TASK TO CARRY OUT - In the material below, locate each line containing the word "door" and copy those lines, treating uppercase and lowercase as different.

──────── DATA

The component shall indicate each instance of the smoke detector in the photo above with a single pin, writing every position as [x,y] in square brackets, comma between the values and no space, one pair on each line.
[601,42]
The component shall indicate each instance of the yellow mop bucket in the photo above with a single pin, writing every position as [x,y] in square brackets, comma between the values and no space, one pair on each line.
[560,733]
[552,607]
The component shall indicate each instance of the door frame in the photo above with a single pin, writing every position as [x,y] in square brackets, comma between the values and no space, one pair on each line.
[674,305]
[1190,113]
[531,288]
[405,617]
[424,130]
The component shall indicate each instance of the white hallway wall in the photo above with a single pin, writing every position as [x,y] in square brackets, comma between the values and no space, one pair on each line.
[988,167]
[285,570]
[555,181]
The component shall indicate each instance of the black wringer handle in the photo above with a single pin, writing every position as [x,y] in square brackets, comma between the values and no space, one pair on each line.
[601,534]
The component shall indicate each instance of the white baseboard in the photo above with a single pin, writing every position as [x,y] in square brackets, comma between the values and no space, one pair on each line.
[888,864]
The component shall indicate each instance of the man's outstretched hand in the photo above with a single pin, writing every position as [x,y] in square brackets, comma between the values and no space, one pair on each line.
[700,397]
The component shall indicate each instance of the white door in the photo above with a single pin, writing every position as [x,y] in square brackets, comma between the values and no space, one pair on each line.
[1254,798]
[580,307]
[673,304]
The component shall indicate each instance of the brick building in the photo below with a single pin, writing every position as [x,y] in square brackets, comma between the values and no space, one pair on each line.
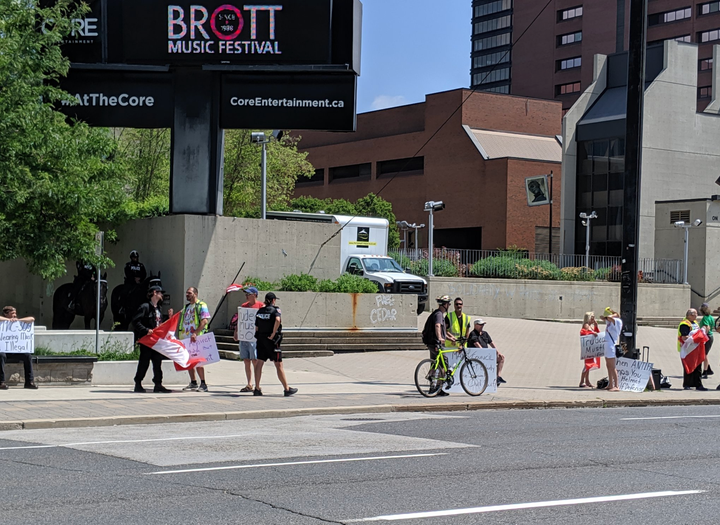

────────────────

COMPLETE RESPONSE -
The component shall indicate each instance of the door frame in the photo above with a single pin, writing every position as [x,y] in square brackets, comma between the values and no space, one pair on each line.
The component shall indicate each instance of the white door in the photo above with a single pin, writing every position as [x,y] in square brackets, comma between the values and no space, one pair on each line.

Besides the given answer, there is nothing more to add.